Records excerpted from a collection:
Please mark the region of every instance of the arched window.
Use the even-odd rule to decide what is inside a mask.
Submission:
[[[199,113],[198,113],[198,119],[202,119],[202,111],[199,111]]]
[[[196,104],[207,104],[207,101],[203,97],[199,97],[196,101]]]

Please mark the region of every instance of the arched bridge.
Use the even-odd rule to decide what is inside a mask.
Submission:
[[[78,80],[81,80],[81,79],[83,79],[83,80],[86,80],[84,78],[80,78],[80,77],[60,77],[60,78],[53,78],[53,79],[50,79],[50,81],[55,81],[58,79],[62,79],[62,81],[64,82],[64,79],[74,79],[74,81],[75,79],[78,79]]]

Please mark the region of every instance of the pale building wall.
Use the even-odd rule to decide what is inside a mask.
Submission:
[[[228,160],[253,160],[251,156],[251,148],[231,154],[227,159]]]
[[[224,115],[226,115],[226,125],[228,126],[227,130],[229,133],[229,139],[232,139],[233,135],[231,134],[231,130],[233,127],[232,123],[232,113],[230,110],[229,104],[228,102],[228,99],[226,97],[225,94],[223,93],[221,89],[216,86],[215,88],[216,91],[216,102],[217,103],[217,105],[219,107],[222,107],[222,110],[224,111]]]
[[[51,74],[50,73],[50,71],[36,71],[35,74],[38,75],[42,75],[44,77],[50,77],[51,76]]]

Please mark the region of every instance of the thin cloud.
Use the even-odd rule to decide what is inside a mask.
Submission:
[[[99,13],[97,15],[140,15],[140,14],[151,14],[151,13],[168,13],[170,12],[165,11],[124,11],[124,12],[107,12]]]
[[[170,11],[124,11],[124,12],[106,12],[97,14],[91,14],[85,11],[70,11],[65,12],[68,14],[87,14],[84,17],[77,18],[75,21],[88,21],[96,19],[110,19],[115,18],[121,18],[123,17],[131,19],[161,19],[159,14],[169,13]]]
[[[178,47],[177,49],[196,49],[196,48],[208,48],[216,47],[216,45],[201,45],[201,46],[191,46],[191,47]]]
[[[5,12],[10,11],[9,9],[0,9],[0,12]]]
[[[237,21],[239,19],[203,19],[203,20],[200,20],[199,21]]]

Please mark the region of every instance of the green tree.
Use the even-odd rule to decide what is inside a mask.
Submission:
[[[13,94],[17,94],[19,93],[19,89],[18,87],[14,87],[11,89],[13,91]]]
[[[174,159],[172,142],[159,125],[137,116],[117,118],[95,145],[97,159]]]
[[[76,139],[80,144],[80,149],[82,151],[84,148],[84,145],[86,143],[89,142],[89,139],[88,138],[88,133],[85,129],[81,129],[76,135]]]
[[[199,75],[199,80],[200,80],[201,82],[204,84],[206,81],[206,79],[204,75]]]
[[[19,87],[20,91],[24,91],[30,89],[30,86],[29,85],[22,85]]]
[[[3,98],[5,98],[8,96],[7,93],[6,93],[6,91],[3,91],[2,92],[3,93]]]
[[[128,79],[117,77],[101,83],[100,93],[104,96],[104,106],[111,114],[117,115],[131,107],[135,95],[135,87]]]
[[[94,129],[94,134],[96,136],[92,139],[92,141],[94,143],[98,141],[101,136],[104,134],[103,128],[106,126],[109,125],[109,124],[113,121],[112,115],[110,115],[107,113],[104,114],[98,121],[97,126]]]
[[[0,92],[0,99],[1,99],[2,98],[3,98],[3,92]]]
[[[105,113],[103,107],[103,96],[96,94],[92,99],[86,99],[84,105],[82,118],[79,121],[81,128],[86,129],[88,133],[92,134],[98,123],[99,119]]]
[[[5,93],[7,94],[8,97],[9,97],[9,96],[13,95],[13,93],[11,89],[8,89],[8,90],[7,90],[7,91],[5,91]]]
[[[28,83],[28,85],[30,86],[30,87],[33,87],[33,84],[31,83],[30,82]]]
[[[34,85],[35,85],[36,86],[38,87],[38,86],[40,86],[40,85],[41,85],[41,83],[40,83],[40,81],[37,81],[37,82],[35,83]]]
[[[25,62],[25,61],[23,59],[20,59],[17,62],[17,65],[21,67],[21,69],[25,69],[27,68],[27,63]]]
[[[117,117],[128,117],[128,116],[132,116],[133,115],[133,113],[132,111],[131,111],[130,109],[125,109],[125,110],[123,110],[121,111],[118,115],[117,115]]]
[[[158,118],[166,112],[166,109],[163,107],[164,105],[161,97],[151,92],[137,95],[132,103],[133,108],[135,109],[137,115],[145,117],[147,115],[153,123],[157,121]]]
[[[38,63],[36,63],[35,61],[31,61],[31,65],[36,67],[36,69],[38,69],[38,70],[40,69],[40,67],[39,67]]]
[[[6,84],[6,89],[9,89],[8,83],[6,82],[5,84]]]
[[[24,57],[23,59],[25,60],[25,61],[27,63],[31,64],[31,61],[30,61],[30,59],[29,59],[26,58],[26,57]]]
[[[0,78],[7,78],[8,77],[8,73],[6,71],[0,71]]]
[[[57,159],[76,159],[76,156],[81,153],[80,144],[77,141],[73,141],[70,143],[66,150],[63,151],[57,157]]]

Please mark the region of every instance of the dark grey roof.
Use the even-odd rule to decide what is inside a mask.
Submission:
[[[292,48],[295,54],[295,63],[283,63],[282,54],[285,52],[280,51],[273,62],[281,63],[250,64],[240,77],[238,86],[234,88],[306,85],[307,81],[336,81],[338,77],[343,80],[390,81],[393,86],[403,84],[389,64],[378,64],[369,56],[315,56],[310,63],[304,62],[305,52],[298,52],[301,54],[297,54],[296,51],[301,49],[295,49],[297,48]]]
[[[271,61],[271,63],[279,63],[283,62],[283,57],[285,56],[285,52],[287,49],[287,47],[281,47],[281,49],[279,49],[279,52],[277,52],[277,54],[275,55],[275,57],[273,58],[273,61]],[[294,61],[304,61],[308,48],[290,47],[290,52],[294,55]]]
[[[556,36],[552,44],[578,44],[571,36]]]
==
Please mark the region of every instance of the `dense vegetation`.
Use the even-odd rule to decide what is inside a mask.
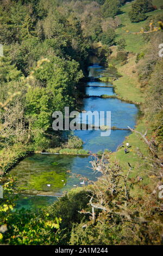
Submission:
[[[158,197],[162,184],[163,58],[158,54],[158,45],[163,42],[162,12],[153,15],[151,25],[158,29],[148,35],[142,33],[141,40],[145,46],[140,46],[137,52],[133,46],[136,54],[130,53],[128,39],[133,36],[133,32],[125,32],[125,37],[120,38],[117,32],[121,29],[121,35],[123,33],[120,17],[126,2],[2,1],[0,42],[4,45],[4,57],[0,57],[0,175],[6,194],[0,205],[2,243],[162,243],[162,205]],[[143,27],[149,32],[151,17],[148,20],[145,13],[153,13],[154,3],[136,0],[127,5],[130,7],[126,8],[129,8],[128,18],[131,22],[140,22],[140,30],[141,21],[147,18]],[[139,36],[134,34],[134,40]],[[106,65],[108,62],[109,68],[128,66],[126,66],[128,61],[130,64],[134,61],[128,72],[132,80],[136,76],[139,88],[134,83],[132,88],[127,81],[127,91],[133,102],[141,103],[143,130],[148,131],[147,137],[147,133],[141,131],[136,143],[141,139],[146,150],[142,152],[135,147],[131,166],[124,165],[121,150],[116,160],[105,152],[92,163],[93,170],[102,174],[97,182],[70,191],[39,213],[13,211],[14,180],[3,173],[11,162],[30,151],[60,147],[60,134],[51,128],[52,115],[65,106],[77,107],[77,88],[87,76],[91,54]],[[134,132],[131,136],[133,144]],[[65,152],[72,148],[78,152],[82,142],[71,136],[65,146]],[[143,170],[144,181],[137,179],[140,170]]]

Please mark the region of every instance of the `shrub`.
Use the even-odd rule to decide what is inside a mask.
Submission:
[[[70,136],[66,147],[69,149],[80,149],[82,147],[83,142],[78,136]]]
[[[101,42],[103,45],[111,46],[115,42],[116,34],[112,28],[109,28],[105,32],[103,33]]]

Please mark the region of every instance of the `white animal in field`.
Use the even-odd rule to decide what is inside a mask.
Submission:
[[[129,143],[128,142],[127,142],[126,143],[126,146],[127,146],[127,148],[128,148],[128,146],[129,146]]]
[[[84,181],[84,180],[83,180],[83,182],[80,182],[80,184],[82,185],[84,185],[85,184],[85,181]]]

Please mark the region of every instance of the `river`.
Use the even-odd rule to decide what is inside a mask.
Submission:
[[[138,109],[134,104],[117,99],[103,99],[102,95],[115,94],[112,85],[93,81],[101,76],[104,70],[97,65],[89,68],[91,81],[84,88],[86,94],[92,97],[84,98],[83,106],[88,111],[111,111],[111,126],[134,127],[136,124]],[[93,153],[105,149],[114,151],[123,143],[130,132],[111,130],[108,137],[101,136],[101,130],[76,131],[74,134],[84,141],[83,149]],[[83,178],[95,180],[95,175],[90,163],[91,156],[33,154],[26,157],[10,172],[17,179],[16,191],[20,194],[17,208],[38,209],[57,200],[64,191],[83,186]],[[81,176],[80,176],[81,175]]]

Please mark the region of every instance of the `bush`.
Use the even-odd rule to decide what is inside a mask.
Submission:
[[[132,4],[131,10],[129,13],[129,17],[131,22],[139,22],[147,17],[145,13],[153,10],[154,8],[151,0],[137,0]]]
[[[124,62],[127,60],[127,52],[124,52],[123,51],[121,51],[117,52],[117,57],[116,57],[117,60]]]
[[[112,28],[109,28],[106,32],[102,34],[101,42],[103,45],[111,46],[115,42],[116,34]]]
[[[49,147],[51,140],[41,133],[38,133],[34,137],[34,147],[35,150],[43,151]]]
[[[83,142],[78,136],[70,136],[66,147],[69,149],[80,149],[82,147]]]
* * *
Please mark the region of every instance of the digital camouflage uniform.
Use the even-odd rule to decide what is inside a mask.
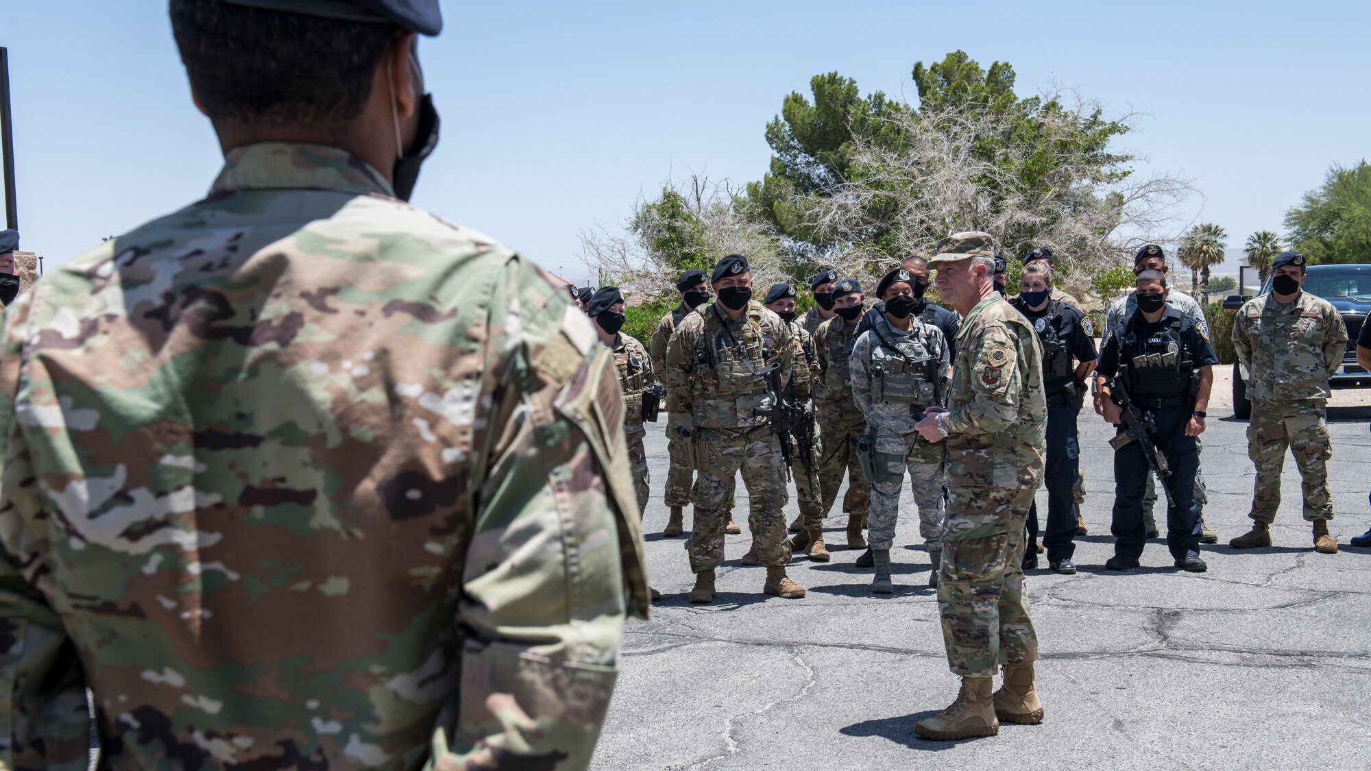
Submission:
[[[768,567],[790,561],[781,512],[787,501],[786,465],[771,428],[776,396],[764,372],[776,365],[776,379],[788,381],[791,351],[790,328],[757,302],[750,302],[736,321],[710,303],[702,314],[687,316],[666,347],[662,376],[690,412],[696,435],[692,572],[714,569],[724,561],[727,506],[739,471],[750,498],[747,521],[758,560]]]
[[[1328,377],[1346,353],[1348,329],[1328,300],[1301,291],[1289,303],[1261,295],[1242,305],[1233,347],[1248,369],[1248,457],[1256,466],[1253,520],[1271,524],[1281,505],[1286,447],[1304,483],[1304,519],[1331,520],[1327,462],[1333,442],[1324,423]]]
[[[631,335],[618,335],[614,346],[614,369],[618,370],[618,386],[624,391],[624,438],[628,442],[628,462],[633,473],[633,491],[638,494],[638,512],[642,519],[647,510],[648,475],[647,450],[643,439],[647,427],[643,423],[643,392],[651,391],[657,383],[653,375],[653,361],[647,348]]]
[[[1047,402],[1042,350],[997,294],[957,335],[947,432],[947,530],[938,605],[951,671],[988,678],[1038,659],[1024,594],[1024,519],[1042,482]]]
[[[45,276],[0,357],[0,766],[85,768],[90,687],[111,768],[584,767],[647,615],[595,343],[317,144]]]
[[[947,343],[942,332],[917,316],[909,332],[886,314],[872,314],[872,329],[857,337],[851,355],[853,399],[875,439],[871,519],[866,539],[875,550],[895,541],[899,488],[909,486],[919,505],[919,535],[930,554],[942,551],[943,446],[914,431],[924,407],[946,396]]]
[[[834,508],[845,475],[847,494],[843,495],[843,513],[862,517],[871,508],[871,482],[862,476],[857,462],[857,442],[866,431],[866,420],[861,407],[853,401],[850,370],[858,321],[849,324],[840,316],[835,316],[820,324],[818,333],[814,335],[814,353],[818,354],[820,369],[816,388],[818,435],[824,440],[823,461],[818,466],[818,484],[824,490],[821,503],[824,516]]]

Stated goal:
Can you repeat the rows starting at the line containing "Please mark the region of every instance of the pale" and ending at the line containing "[[[237,21],[239,19],[203,19],[203,20],[200,20],[199,21]]]", including both of those lines?

The solution:
Please mark the region of every instance of the pale building wall.
Use the even-odd rule to decide what is inside a mask.
Submission:
[[[228,160],[253,160],[251,156],[251,148],[231,154],[227,159]]]
[[[224,115],[226,115],[226,125],[228,126],[227,130],[229,133],[229,139],[232,139],[233,135],[231,134],[231,130],[233,127],[232,123],[232,113],[230,110],[229,104],[228,102],[228,99],[226,97],[225,94],[223,93],[221,89],[216,86],[215,88],[216,91],[216,102],[217,103],[217,105],[219,107],[222,107],[222,110],[224,111]]]
[[[51,74],[50,73],[50,71],[36,71],[35,74],[38,75],[42,75],[44,77],[50,77],[51,76]]]

Please mark the region of every instance of the thin cloud.
Use the even-odd rule to decide what is inside a mask.
Submission:
[[[99,13],[97,15],[140,15],[140,14],[151,14],[151,13],[168,13],[170,12],[165,11],[124,11],[124,12],[107,12]]]
[[[170,11],[124,11],[124,12],[106,12],[97,14],[91,14],[85,11],[70,11],[65,12],[68,14],[87,14],[84,17],[77,18],[75,21],[88,21],[96,19],[110,19],[115,18],[121,18],[123,17],[131,19],[161,19],[159,14],[169,13]]]
[[[178,47],[177,49],[196,49],[196,48],[208,48],[216,47],[216,45],[201,45],[201,46],[191,46],[191,47]]]
[[[5,12],[10,11],[9,9],[0,9],[0,12]]]
[[[237,21],[239,19],[203,19],[203,20],[200,20],[199,21]]]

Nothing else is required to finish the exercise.